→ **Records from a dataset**
_ _ _ _
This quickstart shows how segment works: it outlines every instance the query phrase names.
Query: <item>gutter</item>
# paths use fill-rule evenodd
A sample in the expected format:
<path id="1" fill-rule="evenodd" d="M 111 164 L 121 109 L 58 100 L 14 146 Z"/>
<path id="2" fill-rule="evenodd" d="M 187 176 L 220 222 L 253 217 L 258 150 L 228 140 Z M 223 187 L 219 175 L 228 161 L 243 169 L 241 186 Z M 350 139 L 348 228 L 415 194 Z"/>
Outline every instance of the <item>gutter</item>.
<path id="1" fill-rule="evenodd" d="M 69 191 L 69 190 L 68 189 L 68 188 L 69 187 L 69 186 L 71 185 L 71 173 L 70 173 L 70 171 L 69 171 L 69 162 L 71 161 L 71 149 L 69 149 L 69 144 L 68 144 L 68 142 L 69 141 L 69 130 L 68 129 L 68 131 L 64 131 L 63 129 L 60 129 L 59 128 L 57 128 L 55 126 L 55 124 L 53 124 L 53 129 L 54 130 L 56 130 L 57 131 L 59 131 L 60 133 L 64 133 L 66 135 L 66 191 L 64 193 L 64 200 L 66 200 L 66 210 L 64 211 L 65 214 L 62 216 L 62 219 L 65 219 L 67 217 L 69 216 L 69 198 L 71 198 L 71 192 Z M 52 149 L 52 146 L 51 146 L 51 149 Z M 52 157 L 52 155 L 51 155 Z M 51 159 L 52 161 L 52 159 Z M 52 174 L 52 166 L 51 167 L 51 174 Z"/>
_ _ _ _
Output every entry shown above, exactly.

→ **Answer in full**
This quickstart shows how segment works: it outlines every instance the query phrase names.
Query: <item>gutter</item>
# paths use fill-rule evenodd
A sample in the expected format:
<path id="1" fill-rule="evenodd" d="M 111 164 L 121 109 L 58 100 L 14 146 Z"/>
<path id="2" fill-rule="evenodd" d="M 187 176 L 220 222 L 253 217 L 258 150 L 228 140 Z M 223 187 L 219 175 L 228 161 L 243 169 L 241 186 Z M 350 139 L 348 228 L 415 194 Z"/>
Outline every instance of the <item>gutter</item>.
<path id="1" fill-rule="evenodd" d="M 69 191 L 69 190 L 68 189 L 68 188 L 69 187 L 69 186 L 71 185 L 71 173 L 70 173 L 70 171 L 69 171 L 69 162 L 71 161 L 71 149 L 69 149 L 69 144 L 68 144 L 68 142 L 69 141 L 69 130 L 68 129 L 68 131 L 64 131 L 63 129 L 60 129 L 59 128 L 57 128 L 55 126 L 55 124 L 53 124 L 53 129 L 54 130 L 56 130 L 57 131 L 59 131 L 60 133 L 64 133 L 66 135 L 66 191 L 64 193 L 64 200 L 66 200 L 66 210 L 64 211 L 65 214 L 62 216 L 62 219 L 65 219 L 67 217 L 69 216 L 69 198 L 71 198 L 71 192 Z M 52 149 L 52 146 L 51 146 L 51 149 Z M 52 157 L 52 155 L 51 155 Z M 51 159 L 52 161 L 52 159 Z M 52 174 L 52 166 L 51 167 L 51 174 Z"/>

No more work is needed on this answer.